Lines from the start of the data through the line containing "[(1000, 184)]" must be given again exactly. Leave the others out.

== Information supplied

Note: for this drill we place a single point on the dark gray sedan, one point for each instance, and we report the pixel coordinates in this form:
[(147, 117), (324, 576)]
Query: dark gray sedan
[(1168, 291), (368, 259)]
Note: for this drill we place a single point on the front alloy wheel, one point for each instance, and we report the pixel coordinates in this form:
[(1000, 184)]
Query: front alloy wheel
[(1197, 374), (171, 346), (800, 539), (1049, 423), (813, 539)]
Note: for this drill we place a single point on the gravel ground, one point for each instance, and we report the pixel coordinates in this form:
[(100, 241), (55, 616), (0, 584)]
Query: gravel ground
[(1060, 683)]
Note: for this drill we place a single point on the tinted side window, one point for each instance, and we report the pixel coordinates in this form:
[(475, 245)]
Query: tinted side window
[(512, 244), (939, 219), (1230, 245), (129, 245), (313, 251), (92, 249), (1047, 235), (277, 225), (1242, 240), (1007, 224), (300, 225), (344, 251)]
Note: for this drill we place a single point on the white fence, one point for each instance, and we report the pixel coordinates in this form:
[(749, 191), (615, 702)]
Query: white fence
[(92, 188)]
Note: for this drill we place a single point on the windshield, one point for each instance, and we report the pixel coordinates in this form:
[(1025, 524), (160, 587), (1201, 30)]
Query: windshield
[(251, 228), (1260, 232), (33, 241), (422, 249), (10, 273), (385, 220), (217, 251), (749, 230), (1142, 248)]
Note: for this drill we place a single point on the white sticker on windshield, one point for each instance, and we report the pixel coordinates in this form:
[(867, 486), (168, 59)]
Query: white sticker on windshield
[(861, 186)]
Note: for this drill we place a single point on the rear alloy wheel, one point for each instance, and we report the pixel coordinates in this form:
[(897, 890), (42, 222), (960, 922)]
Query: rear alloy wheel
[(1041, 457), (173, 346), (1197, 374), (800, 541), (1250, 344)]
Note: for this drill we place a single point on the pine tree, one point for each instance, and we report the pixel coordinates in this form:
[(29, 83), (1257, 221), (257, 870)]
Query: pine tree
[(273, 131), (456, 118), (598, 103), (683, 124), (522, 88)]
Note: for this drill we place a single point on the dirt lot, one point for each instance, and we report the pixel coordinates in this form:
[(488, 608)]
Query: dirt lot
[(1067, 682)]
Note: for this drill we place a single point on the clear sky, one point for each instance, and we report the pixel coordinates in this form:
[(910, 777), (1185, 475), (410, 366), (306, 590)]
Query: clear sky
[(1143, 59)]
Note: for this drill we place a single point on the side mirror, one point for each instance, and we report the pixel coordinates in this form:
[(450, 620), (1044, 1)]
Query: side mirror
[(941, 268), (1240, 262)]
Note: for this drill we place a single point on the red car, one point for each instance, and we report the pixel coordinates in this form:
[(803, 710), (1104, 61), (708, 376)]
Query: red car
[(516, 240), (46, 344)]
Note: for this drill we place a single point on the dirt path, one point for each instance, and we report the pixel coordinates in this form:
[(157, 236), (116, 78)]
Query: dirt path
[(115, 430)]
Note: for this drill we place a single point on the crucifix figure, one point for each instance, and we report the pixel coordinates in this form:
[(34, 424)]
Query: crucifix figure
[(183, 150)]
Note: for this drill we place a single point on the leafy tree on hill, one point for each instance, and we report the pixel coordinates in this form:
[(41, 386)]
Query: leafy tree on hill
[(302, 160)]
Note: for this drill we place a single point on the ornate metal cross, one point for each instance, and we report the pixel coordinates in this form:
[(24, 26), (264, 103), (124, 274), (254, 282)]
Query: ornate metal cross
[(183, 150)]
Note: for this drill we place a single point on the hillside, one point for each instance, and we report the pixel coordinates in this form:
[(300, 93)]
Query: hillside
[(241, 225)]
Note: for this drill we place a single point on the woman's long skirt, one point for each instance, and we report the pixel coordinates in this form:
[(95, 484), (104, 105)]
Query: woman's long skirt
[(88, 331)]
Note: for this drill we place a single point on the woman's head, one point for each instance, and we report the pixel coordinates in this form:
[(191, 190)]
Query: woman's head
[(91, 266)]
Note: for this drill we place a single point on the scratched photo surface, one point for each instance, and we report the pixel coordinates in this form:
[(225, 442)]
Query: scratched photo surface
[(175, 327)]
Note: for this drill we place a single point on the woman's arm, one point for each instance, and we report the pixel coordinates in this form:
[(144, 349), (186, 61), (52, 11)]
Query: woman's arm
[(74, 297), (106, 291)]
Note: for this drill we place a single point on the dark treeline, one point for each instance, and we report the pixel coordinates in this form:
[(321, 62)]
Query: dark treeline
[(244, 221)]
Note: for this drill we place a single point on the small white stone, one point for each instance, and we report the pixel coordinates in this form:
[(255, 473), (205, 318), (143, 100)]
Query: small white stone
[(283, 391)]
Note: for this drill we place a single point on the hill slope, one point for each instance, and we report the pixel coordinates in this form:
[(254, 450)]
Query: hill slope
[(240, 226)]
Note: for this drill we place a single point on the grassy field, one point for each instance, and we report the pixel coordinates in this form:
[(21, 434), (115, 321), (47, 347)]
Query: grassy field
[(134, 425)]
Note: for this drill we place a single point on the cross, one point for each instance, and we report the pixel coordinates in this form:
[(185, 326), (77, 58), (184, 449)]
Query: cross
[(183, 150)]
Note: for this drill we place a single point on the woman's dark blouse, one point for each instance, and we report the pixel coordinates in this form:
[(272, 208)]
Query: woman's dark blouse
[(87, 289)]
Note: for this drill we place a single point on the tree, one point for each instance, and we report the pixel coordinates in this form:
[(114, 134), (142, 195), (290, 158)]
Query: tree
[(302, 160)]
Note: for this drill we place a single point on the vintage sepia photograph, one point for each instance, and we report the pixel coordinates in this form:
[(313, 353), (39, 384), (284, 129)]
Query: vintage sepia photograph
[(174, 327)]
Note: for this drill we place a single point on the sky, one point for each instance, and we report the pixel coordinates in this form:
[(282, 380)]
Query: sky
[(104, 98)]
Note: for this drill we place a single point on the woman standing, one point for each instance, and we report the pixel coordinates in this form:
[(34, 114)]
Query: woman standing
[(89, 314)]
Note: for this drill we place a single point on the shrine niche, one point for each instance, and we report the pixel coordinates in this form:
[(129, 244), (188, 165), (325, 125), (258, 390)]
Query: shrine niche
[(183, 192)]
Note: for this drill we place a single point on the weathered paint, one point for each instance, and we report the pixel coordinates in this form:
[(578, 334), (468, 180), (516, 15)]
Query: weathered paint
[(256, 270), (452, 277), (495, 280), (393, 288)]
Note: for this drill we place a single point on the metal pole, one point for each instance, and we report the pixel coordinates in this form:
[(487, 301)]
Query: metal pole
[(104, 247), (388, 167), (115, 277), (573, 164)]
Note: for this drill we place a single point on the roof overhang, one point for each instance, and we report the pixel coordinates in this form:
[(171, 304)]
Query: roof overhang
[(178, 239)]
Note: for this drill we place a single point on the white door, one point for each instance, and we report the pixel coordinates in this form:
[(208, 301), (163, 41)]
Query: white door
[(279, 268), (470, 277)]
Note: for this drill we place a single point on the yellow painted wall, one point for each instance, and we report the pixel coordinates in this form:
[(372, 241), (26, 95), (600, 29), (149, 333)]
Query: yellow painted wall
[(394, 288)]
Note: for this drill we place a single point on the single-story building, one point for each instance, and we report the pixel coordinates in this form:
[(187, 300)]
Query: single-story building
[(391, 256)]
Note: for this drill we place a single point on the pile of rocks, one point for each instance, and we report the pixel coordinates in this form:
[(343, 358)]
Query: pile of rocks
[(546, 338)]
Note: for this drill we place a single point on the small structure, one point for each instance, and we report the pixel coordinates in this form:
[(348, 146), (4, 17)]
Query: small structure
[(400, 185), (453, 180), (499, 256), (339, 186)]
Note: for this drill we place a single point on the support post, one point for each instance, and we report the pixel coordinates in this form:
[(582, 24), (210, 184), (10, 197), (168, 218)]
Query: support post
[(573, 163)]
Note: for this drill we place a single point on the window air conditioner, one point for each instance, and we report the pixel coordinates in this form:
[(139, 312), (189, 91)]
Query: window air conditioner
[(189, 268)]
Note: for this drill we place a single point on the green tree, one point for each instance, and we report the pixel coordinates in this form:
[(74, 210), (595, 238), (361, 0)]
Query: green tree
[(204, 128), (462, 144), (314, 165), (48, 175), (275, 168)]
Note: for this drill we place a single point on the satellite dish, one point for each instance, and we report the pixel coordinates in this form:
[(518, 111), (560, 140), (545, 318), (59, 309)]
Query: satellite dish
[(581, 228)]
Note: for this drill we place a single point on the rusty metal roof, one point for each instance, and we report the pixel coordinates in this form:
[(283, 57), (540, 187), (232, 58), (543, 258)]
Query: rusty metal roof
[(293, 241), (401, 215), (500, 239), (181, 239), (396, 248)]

====

Output:
Note: for this drill we place a single point on the dark gray sedan, one point for each instance, and we report the pixel coordinates in this form:
[(147, 117), (324, 576)]
Query: dark gray sedan
[(1168, 291), (368, 259)]
Note: for this drill we place a single point on the front alloy wheel, one point for each instance, and we report the pixel coordinates in this form:
[(1000, 184)]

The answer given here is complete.